▶ _Task description_
Update the items below so that "reflection in water" becomes "mirrored image on the water", keeping everything else the same. Leave the pictures out of your answer.

▶ _Exercise material_
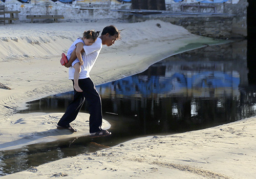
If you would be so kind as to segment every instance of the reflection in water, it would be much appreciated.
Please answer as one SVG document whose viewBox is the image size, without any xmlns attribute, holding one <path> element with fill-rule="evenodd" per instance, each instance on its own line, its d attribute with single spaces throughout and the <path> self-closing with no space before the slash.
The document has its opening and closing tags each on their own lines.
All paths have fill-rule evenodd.
<svg viewBox="0 0 256 179">
<path fill-rule="evenodd" d="M 199 129 L 254 116 L 256 87 L 248 85 L 246 60 L 246 41 L 210 46 L 170 57 L 142 73 L 97 86 L 103 118 L 113 133 L 97 143 L 111 146 L 143 135 Z M 22 112 L 63 113 L 72 95 L 71 92 L 30 102 Z M 86 106 L 81 111 L 87 111 Z M 19 161 L 27 164 L 24 169 L 99 149 L 86 138 L 71 143 L 28 146 L 11 158 L 21 157 Z M 6 156 L 12 155 L 7 153 L 0 153 L 0 160 L 5 161 L 0 168 L 6 173 L 21 170 L 22 165 L 7 169 L 10 160 Z M 29 156 L 38 159 L 40 153 L 49 159 L 38 163 Z"/>
</svg>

▶ _Answer to this exercise_
If you would be so kind as to segment every instance of the mirrored image on the water, it would be much appreciated.
Please answer as one SVG document whose viewBox is the image size, without any xmlns attribute, holding one <path> element with fill-rule="evenodd" per instance, each instance on its own line, its d attribute with single spaces throughout and the <path> self-closing with no space before the slash.
The document has its opening and closing tags each on their own lines.
All paths have fill-rule evenodd.
<svg viewBox="0 0 256 179">
<path fill-rule="evenodd" d="M 199 129 L 254 116 L 256 87 L 248 85 L 246 60 L 246 41 L 210 46 L 170 57 L 142 73 L 97 86 L 103 118 L 113 133 L 97 143 L 111 146 L 143 135 Z M 22 112 L 63 113 L 72 95 L 71 92 L 30 102 Z M 86 106 L 81 111 L 87 111 Z M 19 161 L 27 164 L 24 169 L 99 149 L 86 138 L 71 143 L 28 146 L 11 158 L 21 157 Z M 6 156 L 12 155 L 7 153 L 0 153 L 0 160 L 5 161 L 0 168 L 6 173 L 21 170 L 22 165 L 7 169 L 10 160 Z M 29 156 L 38 159 L 40 153 L 49 159 L 38 163 Z"/>
</svg>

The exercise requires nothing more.